■ GIVEN REQUEST A ■
Lay out the rows in the third block below, from the line containing "Tag every pelican in flight." down through the line containing "[41,128,60,219]", as a JSON list of strings with one string per line, leaving out blank lines and any pictures.

■ SELECTED EXCERPT ■
----

From 545f8ebebba5f3e78351b0074948c08cbfd9f418 Mon Sep 17 00:00:00 2001
From: Thomas Voss <mail@thomasvoss.com>
Date: Fri, 28 Jun 2024 15:20:32 +0200
Subject: Do some more work to support modulus and parenthesis

---
 src/analyzer.c | 11 +++++---
 src/analyzer.h |  1 +
 src/codegen.c  | 52 ++++++++++++++++++++++++------------
 src/lexer.c    |  7 ++---
 src/lexer.h    |  7 +----
 src/parser.c   | 84 +++++++++++++++++++++++++++++++++++++++++-----------------
 src/parser.h   |  8 +++---
 7 files changed, 112 insertions(+), 58 deletions(-)

diff --git a/src/analyzer.c b/src/analyzer.c
index de4400c..2686e07 100644
--- a/src/analyzer.c
+++ b/src/analyzer.c
@@ -322,7 +322,8 @@ analyzeexpr(struct azctx ctx, scope_t *scps, type_t *types, ast_t ast,
 	case ASTBINADD:
 	case ASTBINSUB:
 	case ASTBINMUL:
-	case ASTBINDIV: {
+	case ASTBINDIV:
+	case ASTBINMOD: {
 		idx_t lhs, rhs;
 		lhs = ast.kids[i].lhs;
 		rhs = ast.kids[i].rhs;
@@ -330,6 +331,8 @@ analyzeexpr(struct azctx ctx, scope_t *scps, type_t *types, ast_t ast,
 		idx_t ni = analyzeexpr(ctx, scps, types, ast, aux, toks, rhs);
 		if (!typecompat(types[lhs], types[rhs]))

----

■ SOURCE RECORDS ■
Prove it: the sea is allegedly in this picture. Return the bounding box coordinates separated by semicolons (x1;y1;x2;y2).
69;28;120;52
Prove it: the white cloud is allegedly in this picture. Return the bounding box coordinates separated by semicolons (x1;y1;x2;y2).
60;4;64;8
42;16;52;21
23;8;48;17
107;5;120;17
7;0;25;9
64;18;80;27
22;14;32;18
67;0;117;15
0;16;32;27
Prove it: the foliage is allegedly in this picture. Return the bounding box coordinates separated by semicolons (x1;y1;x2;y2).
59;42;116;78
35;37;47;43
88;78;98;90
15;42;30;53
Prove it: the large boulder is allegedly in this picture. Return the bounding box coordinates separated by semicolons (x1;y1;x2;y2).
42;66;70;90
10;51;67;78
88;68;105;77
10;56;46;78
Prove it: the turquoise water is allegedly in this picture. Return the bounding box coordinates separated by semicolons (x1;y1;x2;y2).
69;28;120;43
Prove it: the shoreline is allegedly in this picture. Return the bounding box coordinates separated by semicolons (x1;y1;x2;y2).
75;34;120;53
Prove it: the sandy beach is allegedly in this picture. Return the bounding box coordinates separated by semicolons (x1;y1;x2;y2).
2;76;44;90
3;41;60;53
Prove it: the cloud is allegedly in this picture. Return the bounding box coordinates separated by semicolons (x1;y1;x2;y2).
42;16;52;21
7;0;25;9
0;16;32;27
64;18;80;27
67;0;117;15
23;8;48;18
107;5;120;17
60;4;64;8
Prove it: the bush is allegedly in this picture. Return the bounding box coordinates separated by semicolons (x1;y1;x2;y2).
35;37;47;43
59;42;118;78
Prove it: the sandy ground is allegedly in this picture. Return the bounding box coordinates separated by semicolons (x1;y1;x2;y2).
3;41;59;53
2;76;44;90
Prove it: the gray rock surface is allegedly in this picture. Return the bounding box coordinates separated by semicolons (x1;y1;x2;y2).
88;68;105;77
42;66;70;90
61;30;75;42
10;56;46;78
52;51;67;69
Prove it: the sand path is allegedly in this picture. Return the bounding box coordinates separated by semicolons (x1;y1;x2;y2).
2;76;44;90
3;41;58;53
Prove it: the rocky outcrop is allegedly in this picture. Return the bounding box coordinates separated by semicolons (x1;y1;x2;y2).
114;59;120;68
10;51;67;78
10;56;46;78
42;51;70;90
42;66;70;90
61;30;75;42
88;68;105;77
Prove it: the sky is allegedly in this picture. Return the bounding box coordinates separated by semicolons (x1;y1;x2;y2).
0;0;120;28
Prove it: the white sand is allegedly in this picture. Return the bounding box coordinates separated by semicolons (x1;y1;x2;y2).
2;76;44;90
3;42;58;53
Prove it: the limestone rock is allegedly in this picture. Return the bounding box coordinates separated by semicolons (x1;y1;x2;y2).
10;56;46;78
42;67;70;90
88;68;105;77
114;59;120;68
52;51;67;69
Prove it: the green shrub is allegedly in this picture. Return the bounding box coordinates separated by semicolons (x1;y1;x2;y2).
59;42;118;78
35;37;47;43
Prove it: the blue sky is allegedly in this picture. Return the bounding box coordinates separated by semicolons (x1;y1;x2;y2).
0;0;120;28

----

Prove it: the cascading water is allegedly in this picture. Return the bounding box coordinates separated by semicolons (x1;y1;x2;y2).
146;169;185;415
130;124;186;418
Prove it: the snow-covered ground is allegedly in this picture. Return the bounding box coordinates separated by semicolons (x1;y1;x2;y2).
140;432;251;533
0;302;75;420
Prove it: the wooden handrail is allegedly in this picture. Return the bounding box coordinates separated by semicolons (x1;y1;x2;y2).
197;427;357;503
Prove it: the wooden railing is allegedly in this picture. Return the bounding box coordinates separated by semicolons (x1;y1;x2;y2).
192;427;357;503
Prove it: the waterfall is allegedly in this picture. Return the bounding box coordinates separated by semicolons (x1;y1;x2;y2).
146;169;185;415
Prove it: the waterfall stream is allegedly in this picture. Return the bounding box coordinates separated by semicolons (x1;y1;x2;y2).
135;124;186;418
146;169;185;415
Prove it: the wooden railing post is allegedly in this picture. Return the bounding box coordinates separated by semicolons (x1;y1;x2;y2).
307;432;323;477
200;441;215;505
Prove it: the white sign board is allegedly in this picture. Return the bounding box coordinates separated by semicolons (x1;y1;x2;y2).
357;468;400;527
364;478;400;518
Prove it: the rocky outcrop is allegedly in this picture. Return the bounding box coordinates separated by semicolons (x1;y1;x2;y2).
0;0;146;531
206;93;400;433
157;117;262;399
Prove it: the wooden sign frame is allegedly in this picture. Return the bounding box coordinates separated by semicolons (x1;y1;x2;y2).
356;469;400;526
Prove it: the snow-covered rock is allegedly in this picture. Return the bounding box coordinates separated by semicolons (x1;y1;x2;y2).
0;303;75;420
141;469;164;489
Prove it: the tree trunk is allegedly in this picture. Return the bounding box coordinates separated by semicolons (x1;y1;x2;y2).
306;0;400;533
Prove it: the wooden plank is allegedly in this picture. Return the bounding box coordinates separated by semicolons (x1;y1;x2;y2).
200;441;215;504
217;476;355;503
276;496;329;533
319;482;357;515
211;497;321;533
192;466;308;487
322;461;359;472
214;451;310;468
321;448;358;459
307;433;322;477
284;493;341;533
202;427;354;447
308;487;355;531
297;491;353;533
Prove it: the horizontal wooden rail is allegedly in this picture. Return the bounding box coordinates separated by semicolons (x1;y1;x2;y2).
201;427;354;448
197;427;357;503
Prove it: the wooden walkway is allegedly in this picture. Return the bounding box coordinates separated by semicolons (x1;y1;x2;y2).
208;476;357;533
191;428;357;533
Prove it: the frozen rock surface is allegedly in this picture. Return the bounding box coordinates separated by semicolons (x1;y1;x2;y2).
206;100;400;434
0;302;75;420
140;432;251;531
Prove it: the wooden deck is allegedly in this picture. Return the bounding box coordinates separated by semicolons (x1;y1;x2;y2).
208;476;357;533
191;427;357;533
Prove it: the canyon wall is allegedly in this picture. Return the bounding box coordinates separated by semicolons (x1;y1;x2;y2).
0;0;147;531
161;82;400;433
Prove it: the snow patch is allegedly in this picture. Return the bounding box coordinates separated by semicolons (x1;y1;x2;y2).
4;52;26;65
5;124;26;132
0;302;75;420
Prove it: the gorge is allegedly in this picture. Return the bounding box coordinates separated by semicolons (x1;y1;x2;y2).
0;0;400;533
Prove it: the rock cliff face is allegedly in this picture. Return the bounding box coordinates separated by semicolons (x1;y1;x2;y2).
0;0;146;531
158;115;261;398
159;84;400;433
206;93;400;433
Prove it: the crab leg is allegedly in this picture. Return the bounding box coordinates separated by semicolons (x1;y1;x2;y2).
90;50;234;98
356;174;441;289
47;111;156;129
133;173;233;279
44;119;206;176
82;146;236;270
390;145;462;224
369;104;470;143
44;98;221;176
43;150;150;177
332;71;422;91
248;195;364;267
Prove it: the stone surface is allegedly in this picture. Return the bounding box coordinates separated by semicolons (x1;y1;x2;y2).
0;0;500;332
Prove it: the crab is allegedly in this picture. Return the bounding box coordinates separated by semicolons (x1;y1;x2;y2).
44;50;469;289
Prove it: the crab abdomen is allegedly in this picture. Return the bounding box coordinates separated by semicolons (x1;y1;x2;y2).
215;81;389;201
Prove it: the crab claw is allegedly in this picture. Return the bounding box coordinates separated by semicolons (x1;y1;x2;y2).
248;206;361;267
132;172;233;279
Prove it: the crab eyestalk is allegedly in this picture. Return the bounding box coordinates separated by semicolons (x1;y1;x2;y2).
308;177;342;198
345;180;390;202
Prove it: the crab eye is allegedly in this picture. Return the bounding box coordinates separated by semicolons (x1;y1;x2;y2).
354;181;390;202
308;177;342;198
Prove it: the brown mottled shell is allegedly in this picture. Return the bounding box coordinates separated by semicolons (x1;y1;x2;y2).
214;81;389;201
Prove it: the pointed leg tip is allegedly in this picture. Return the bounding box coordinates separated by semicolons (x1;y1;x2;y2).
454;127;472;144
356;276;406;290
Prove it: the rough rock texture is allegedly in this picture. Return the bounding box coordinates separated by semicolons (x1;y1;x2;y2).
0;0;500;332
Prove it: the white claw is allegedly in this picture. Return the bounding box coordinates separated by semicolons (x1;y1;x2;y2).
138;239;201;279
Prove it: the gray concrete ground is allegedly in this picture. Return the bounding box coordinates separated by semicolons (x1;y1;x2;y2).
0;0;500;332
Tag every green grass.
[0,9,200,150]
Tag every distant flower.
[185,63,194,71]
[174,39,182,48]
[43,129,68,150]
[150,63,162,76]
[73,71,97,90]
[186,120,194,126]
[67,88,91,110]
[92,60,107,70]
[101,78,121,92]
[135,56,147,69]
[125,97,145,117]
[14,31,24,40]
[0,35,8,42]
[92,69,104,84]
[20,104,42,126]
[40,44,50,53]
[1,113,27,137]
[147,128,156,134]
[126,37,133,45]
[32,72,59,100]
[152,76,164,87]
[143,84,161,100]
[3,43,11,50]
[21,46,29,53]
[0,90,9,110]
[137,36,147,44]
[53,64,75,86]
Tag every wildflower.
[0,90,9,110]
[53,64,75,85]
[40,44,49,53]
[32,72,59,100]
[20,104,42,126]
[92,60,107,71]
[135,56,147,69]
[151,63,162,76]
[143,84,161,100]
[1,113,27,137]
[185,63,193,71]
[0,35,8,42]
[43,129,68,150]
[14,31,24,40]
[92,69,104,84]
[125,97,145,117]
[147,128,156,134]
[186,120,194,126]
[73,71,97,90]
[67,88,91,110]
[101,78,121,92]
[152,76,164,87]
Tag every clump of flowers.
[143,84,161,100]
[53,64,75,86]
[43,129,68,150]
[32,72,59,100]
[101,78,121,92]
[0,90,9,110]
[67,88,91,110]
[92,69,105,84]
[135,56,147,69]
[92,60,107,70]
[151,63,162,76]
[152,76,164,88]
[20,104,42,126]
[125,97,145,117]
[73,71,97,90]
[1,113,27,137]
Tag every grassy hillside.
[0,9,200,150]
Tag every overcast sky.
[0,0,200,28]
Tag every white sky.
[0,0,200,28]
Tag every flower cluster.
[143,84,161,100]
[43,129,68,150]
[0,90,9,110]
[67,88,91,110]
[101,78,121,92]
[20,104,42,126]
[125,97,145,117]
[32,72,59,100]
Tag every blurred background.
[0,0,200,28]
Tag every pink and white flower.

----

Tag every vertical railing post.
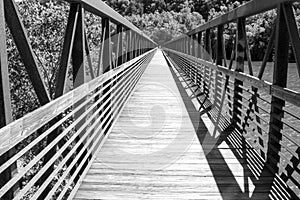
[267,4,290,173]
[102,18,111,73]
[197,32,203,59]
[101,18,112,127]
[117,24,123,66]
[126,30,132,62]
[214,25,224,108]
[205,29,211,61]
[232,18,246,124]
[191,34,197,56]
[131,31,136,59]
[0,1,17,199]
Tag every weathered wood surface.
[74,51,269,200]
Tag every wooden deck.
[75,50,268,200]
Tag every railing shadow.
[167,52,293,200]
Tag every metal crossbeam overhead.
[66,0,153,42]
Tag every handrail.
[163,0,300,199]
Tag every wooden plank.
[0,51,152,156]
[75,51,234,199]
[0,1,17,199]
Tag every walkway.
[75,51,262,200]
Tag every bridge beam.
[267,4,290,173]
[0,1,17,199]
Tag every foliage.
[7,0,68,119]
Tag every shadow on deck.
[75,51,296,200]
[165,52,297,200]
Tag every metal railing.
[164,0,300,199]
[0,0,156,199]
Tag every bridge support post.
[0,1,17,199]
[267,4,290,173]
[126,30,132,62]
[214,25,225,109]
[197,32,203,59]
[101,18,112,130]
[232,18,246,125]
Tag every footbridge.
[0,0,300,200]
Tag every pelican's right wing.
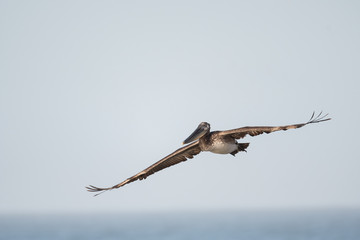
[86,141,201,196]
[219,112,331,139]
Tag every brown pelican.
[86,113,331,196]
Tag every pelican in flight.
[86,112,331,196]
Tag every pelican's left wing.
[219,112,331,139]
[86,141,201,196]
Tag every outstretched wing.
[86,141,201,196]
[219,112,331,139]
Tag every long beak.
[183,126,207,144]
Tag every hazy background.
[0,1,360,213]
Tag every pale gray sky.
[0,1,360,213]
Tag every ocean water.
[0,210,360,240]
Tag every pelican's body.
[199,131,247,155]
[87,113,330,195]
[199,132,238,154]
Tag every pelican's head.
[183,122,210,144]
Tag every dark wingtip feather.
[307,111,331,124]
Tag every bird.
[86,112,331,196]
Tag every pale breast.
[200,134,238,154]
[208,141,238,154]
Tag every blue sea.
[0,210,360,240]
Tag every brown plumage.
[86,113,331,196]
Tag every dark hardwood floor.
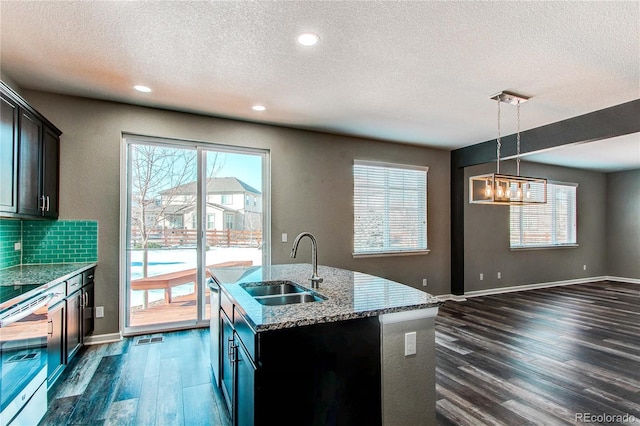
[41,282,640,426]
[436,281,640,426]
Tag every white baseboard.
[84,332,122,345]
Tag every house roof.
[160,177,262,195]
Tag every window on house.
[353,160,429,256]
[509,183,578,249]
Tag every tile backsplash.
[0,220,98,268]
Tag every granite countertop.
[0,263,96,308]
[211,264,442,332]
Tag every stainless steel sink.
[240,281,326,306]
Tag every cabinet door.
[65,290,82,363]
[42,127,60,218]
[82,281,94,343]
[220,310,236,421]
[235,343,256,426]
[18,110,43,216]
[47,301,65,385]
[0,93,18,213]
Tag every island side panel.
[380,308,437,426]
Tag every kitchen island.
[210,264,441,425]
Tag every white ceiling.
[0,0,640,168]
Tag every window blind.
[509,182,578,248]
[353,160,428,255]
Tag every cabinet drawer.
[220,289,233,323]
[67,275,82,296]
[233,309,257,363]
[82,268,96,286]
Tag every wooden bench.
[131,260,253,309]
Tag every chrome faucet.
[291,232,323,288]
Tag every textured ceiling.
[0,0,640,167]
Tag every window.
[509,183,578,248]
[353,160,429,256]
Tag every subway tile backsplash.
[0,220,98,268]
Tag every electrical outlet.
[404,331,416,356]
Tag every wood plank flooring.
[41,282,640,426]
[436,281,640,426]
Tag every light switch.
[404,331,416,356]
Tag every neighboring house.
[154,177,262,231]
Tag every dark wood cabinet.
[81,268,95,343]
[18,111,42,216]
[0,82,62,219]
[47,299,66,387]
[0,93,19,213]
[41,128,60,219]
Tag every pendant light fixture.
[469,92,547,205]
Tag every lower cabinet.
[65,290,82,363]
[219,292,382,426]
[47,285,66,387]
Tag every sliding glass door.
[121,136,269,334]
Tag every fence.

----

■ GIVEN REQUEST B ■
Summarize the patch above in two sentences.

■ TASK RESULT A ■
[
  "Tag every pelican in flight.",
  "[86,112,331,196]",
  "Tag every pelican's left wing.",
  "[219,112,331,139]",
  "[86,141,201,196]",
  "Tag every outstretched wing.",
  "[86,141,201,196]",
  "[219,112,331,139]",
  "Tag every long beak.",
  "[183,126,207,144]",
  "Tag every hazy background.",
  "[0,1,360,213]",
  "Tag every pale gray sky.",
  "[0,1,360,213]",
  "Tag every ocean water.",
  "[0,210,360,240]",
  "Tag every pelican's body.",
  "[199,131,247,155]",
  "[87,113,330,195]",
  "[199,132,238,154]",
  "Tag every pelican's head.",
  "[183,122,210,144]",
  "Tag every dark wingtip feather.",
  "[307,111,331,124]",
  "Tag every bird.",
  "[86,112,331,196]",
  "Tag every pale breast.",
  "[200,134,238,154]",
  "[208,141,238,154]",
  "Tag every blue sea.",
  "[0,210,360,240]",
  "Tag every brown plumage.",
  "[86,113,331,196]",
  "Tag every dark hardwood floor.",
  "[41,282,640,426]",
  "[436,281,640,426]",
  "Tag every white baseboard.",
  "[84,332,122,345]",
  "Tag every house roof.",
  "[160,177,262,195]",
  "Tag every window on house.",
  "[353,160,429,256]",
  "[509,183,578,249]",
  "Tag every tile backsplash.",
  "[0,220,98,268]",
  "Tag every granite countertop.",
  "[0,263,96,308]",
  "[211,264,442,332]",
  "Tag every stainless steel sink.",
  "[240,281,326,306]",
  "Tag every cabinet door.",
  "[65,290,82,363]",
  "[42,127,60,218]",
  "[82,281,94,343]",
  "[220,310,236,421]",
  "[235,343,256,426]",
  "[18,110,43,216]",
  "[47,301,65,385]",
  "[0,93,18,213]",
  "Tag every island side panel.",
  "[380,308,437,426]",
  "Tag every kitchen island.",
  "[210,264,441,425]",
  "Tag every white ceiling.",
  "[0,0,640,168]",
  "Tag every window blind.",
  "[509,182,578,248]",
  "[353,160,428,255]",
  "Tag every cabinet drawer.",
  "[220,289,233,323]",
  "[67,275,82,296]",
  "[233,309,257,363]",
  "[82,268,96,286]",
  "Tag every wooden bench.",
  "[131,260,253,309]",
  "Tag every chrome faucet.",
  "[291,232,323,288]",
  "Tag every textured ceiling.",
  "[0,0,640,167]",
  "Tag every window.",
  "[509,183,578,248]",
  "[353,160,429,256]",
  "Tag every subway tile backsplash.",
  "[0,220,98,268]",
  "Tag every electrical outlet.",
  "[404,331,416,356]",
  "Tag every wood plank flooring.",
  "[41,282,640,426]",
  "[436,281,640,426]",
  "Tag every light switch.",
  "[404,331,416,356]",
  "Tag every neighboring house.",
  "[154,177,262,231]",
  "Tag every dark wood cabinet.",
  "[81,268,95,343]",
  "[18,111,42,216]",
  "[0,82,62,219]",
  "[47,299,66,387]",
  "[0,93,19,213]",
  "[41,128,60,219]"
]

■ TASK RESULT B ■
The patch from Thomas Voss, dated Fri, 28 Jun 2024, does more work to support modulus and parenthesis, changing 7 files with 112 insertions and 58 deletions. In src/analyzer.c, it adds a case ASTBINMOD next to ASTBINDIV in analyzeexpr.